*** PROVIDED RECORDS

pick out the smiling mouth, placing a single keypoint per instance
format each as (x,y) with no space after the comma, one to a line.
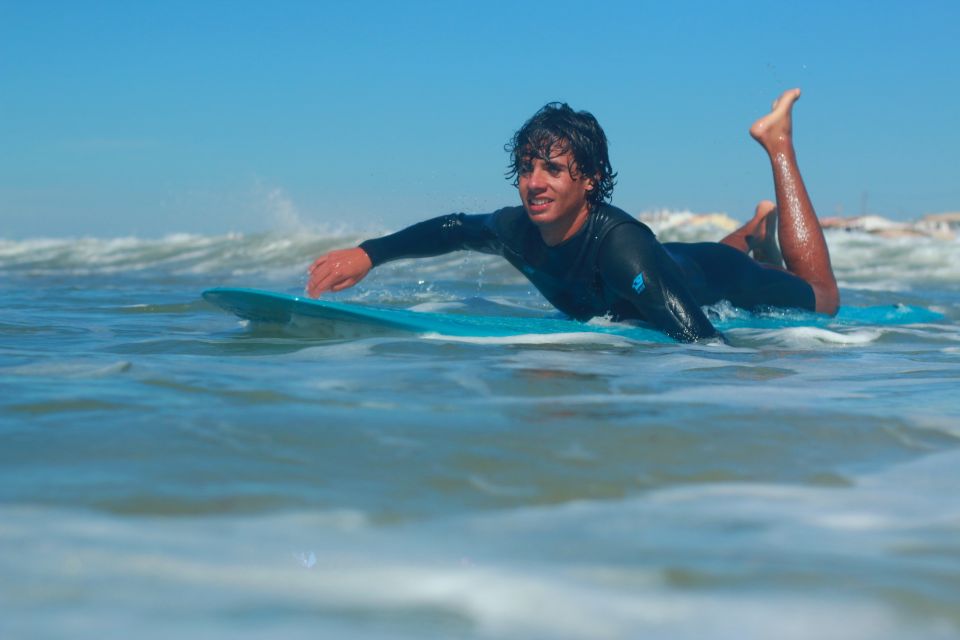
(537,204)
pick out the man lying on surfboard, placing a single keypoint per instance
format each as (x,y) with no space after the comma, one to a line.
(589,258)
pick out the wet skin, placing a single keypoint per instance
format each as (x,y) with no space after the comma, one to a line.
(554,194)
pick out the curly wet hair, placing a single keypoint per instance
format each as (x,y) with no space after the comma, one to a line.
(556,128)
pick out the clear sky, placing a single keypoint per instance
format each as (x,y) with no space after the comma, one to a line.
(147,118)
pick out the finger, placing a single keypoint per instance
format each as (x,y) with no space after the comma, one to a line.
(319,262)
(344,284)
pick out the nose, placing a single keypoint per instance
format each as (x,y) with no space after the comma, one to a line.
(535,179)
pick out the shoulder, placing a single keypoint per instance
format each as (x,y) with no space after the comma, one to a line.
(612,222)
(510,222)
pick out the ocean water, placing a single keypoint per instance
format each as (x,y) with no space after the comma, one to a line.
(169,471)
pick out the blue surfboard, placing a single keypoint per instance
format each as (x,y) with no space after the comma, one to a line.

******

- EXERCISE OBJECTIVE: Copy out every line of the entries above word for word, leaving out the pictures.

- RESPONSE:
pick out the smiling mouth, placing a single keypoint per instance
format each as (x,y) with no space after the comma, one to a line.
(537,204)
pick out the man lying on surfboard, placing a single keypoint per instance
format each as (x,y) with no space after the comma, one to a line.
(589,258)
pick out the wet skin, placing a single keypoint per instance
format each as (x,y) with no space after the comma, one to a line.
(554,194)
pick out the curly wet hair, placing a single keypoint per instance
format each as (x,y) with no space after the comma, one to a line.
(556,128)
pick out the clear sky, placing a single keypoint per instance
format each as (x,y) with no space after the comma, one to a line.
(147,118)
pick out the finger, placing a single keypoint per instance
format each as (x,y) with no space after the comma, one to a line.
(319,262)
(344,284)
pick out the nose, placing a single keypoint per instance
format each as (x,y) with no space after the comma, one to a line.
(535,179)
pick out the shoulder, placing a single keypoint per instance
format each as (x,y) with no space after the comma, one to a line.
(612,222)
(510,222)
pick out the ocean water, placing a single keypoint per instance
format each as (x,y) with no space after the comma, one to a line.
(169,471)
pick out the blue surfboard, placing a single keypoint per instance
format each as (x,y) with no space after the comma, one to a line.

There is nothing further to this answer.